* start *

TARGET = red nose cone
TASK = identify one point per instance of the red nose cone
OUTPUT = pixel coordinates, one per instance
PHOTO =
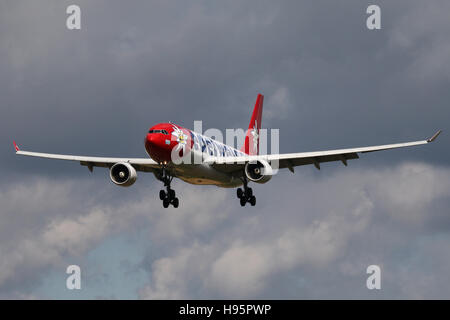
(163, 138)
(158, 147)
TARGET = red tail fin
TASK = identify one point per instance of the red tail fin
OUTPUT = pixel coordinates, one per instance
(251, 143)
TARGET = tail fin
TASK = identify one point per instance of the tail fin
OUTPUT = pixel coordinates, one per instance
(251, 143)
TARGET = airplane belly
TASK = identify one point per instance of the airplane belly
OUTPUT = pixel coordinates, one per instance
(204, 174)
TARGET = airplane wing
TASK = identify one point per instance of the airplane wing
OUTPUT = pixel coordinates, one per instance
(140, 164)
(291, 160)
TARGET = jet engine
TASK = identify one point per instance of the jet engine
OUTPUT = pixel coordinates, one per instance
(123, 174)
(259, 171)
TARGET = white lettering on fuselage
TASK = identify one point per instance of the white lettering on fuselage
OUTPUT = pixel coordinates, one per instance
(212, 147)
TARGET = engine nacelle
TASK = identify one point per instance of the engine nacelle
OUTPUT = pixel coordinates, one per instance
(259, 171)
(123, 174)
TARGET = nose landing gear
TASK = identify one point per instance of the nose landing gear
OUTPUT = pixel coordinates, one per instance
(246, 195)
(168, 197)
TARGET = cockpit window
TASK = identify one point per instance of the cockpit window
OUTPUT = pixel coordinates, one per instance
(158, 131)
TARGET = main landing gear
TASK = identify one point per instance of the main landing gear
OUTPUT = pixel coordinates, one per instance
(246, 195)
(168, 197)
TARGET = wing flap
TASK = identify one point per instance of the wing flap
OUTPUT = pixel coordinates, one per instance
(290, 160)
(141, 164)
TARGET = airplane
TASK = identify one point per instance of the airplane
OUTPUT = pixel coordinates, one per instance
(220, 165)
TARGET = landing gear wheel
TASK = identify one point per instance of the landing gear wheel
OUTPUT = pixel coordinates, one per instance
(252, 201)
(176, 202)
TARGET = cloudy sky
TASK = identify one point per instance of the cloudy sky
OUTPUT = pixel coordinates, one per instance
(328, 82)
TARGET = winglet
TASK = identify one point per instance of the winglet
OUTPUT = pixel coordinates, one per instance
(15, 146)
(434, 136)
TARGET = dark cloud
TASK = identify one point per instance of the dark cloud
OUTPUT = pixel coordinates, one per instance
(328, 82)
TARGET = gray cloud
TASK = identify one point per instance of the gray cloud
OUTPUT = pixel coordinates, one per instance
(328, 82)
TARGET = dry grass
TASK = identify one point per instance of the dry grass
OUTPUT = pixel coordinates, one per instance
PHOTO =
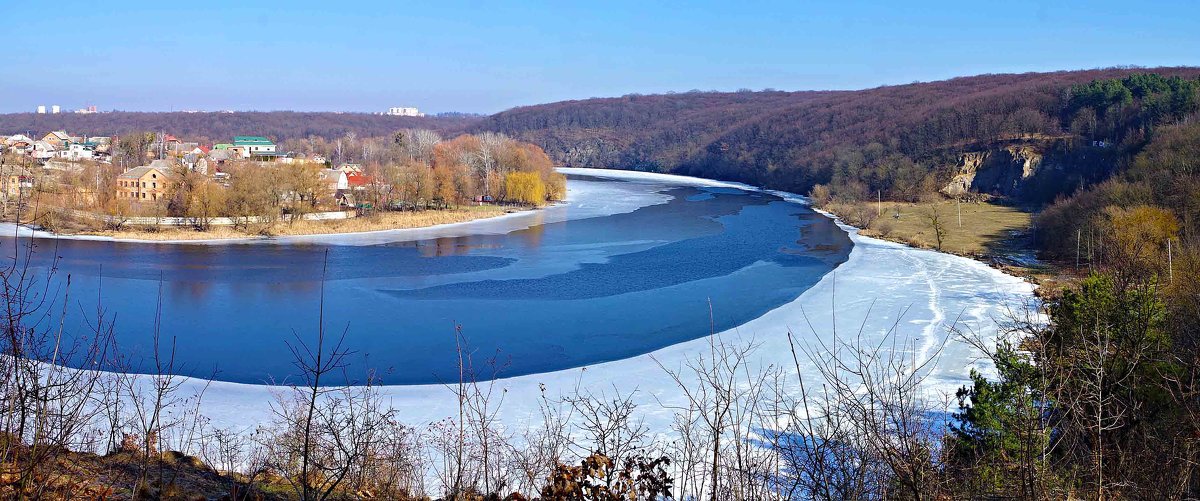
(377, 222)
(984, 227)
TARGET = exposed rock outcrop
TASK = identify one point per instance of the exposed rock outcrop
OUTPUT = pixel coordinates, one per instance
(999, 171)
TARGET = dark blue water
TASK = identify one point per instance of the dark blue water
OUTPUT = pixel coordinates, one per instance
(552, 296)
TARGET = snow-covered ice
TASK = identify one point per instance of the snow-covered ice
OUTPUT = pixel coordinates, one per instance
(869, 293)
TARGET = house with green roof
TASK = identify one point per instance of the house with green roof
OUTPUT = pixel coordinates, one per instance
(255, 146)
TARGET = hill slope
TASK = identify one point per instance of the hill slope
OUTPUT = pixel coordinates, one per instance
(899, 139)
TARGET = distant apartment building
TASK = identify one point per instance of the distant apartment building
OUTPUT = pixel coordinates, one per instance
(78, 151)
(142, 183)
(57, 138)
(405, 112)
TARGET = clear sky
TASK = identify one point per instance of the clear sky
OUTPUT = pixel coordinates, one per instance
(489, 56)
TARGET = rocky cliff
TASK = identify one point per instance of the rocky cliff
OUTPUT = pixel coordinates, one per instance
(1000, 170)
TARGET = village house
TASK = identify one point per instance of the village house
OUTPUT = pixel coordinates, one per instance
(16, 181)
(255, 146)
(142, 183)
(57, 138)
(77, 151)
(42, 150)
(337, 183)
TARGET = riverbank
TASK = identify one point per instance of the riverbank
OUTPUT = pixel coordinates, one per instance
(883, 290)
(995, 234)
(371, 223)
(917, 295)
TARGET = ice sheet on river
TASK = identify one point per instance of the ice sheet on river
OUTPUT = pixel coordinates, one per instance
(880, 281)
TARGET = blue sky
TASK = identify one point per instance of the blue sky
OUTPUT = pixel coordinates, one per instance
(489, 56)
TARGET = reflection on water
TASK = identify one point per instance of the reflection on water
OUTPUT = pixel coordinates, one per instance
(551, 296)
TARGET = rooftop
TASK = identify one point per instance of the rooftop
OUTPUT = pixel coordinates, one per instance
(137, 173)
(247, 140)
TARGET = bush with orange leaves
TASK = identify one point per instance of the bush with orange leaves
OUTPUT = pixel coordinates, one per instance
(599, 478)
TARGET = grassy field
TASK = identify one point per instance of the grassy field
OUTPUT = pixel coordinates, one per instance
(381, 221)
(967, 228)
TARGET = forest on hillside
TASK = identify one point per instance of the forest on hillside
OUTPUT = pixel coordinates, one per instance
(221, 127)
(900, 140)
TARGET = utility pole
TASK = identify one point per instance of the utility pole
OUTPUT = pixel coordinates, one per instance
(1170, 266)
(1079, 237)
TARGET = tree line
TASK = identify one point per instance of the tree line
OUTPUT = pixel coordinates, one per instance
(406, 170)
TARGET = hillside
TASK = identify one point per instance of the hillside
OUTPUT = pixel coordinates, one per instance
(221, 126)
(903, 139)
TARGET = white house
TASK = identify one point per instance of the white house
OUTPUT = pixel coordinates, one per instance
(255, 146)
(77, 151)
(42, 150)
(405, 112)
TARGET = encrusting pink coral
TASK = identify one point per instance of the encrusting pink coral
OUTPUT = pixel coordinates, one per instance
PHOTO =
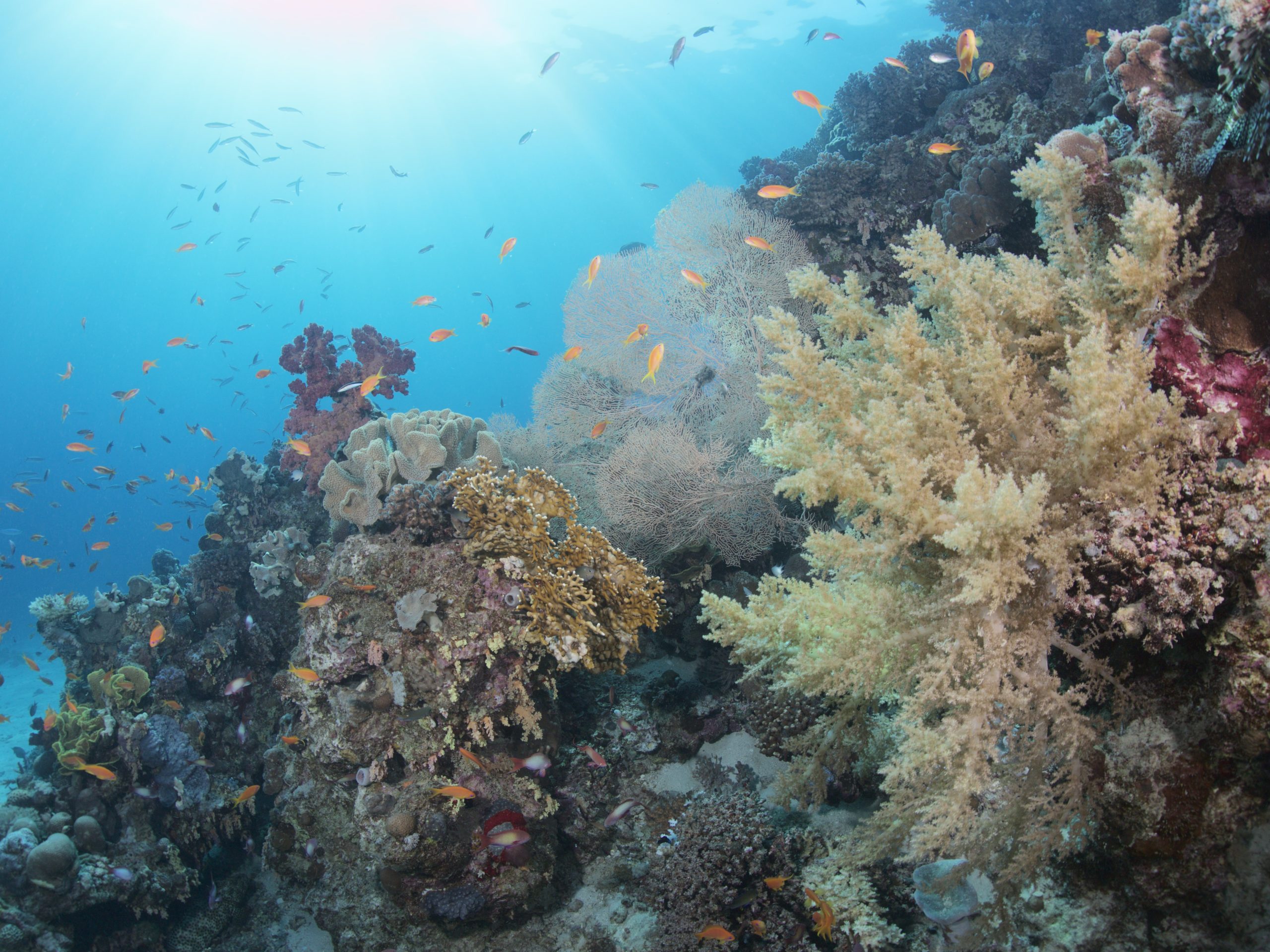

* end *

Given instruction >>
Rewrite all the entries above with every "pixel coordinates" changed to "x,y coordinates" and nothing else altered. Leave out the pictures.

Solution to this problem >>
TARGET = red nose cone
TASK = identify one point per instance of the red nose cone
OUTPUT = x,y coordinates, one per instance
PHOTO =
(163, 138)
(158, 147)
TARGET = red tail fin
TASK = identify one point per instance of the red tail fin
OUTPUT = x,y coordinates, one per instance
(251, 143)
TARGET = tail fin
TASK = identify one point per instance of the tail fin
OUTPUT = x,y coordinates, one per instance
(251, 143)
TARGET = airplane belly
TASK = identify one point per instance of the airplane belly
OUTPUT = x,y coordinates, one per instance
(204, 174)
TARGET = airplane wing
TASK = identify one point per instance of the airplane wing
OUTPUT = x,y coordinates, one per instance
(140, 164)
(291, 160)
TARGET = jet engine
TASK = identify one point per instance of the jet engine
OUTPUT = x,y coordinates, one per instance
(123, 174)
(259, 171)
TARGET = white lettering on fuselage
TASK = identify one point per instance of the white lettering on fuselage
OUTPUT = x,y coordinates, one per instance
(212, 147)
TARGET = engine nacelle
TASK = identify one point per instance of the engine nacelle
OUTPUT = x,y coordinates, one per instance
(259, 171)
(123, 174)
TARGET = nose landing gear
TASK = identify one point per instance of the nose landing gear
OUTPUT = x,y coordinates, one per instance
(246, 195)
(168, 197)
TARGET = cockpit window
TASK = identify one point per instance of the cockpit window
OUTPUT = x,y coordinates, one per instance
(158, 131)
TARGET = main landing gear
TASK = identify one point per instance of the main landing gear
OUTPUT = x,y coordinates, one per instance
(246, 195)
(168, 197)
TARGET = wing flap
TASK = identify one point per instance of the wing flap
OUTPUT = x,y coordinates, one per instance
(290, 160)
(141, 164)
TARGET = airplane
TASK = identify one point per instance of the airplane
OUTPUT = x,y coordinates, one per instance
(220, 165)
TARGET = landing gear wheel
TASK = identify one point per instance of the landing gear wheel
OUTPUT = x,y coordinates, one per instance
(252, 201)
(176, 202)
TARGET = cloudy sky
TASK = identify one point per instance of the cloudy sky
OUTPUT = x,y coordinates, one per instance
(328, 82)
TARGET = winglet
TASK = identify one point per instance of the winglet
OUTPUT = x,y coordinates, one per instance
(15, 146)
(434, 136)
TARGET = dark cloud
TASK = identify one point per instance of the dark cloud
OUTPUT = x,y coordinates, one per instance
(328, 82)
TARGET = gray cloud
TASK = identify one point per instance of the gray cloud
OUTPUT = x,y coordinates, one per instance
(328, 82)
TARGET = dry grass
TASK = identify one point per instance of the dry grass
OUTPUT = x,y coordinates, one per instance
PHOTO =
(377, 222)
(984, 227)
TARGET = exposed rock outcrop
TASK = identify one point per instance of the exposed rock outcrop
OUTPUT = x,y coordinates, one per instance
(999, 171)
TARGET = dark blue water
TASK = identify one point per instance of the dark blue water
OUTPUT = x,y coordinates, one per instance
(552, 296)
TARGET = snow-covered ice
TASK = identify one point per instance of the snow-covered ice
OUTPUT = x,y coordinates, one per instance
(869, 293)
TARGET = house with green roof
TASK = identify one point per instance of the house with green roof
OUTPUT = x,y coordinates, one per instance
(255, 146)
TARGET = hill slope
TASK = identify one point per instance of the hill slope
OUTPUT = x,y coordinates, one per instance
(899, 139)
TARGET = distant apartment building
TASK = identify one point per instance of the distant apartment building
OUTPUT = x,y coordinates, one per instance
(78, 151)
(142, 183)
(57, 138)
(405, 112)
TARGET = clear sky
TASK = identify one point per instance of the clear sky
OUTPUT = x,y coordinates, one per instance
(489, 56)
TARGET = rocky cliff
TASK = identify one point per instance of the rocky cliff
OUTPUT = x,y coordinates, one per instance
(1000, 170)
TARGET = village house
TASK = identify one point per instance of the village house
OUTPUT = x,y coordinates, one per instance
(16, 181)
(255, 146)
(142, 183)
(57, 138)
(77, 151)
(42, 150)
(337, 183)
TARGET = riverbank
TASK = identify one point per instance of the riverbank
OUTPUT = x,y coordinates, one per instance
(883, 290)
(995, 234)
(371, 223)
(917, 295)
TARGET = ice sheet on river
TASK = identify one point per instance of the ice sheet on river
OUTPUT = x,y coordinates, one per instance
(880, 281)
TARGET = blue sky
TASK = identify one point per instance of the blue sky
OUTPUT = x,y coordinates, one per instance
(489, 56)
TARGET = reflection on water
TASK = identify one point per instance of the reflection on water
OUTPUT = x,y coordinates, one per instance
(551, 296)
TARGET = rooftop
TASK = identify one point per instance of the rooftop
OUTPUT = x,y coordinates, one per instance
(137, 173)
(247, 140)
TARGET = bush with orange leaves
TASK = identify one point per instance of the bush with orange leaves
OUTPUT = x,y coordinates, one per instance
(599, 478)
TARGET = grassy field
TASK = identify one point per instance of the grassy field
OUTPUT = x,y coordinates, one per instance
(381, 221)
(967, 228)
TARGET = forest on hillside
TASK = identify one point per instance of the forest on hillside
OUTPUT = x,y coordinates, one per instance
(221, 127)
(900, 140)
TARGET = utility pole
TASK = identify one point per instance of the utility pole
OUTPUT = x,y coordinates, one per instance
(1170, 266)
(1079, 237)
TARGET = tree line
TASK = identify one point per instance of the tree line
OUTPUT = x,y coordinates, one per instance
(406, 170)
TARGET = hillside
TASK = identify one point per instance of the hillside
OUTPUT = x,y coordinates, one per instance
(221, 126)
(903, 139)
TARGET = white house
TASK = identify one point per instance of the white house
OUTPUT = x,y coordinates, one per instance
(255, 146)
(77, 151)
(42, 150)
(405, 112)
TARGET = encrusting pink coral
TASK = identify one point per instance of the encrusting pink coral
OUTPUT = x,y coordinates, one per instance
PHOTO =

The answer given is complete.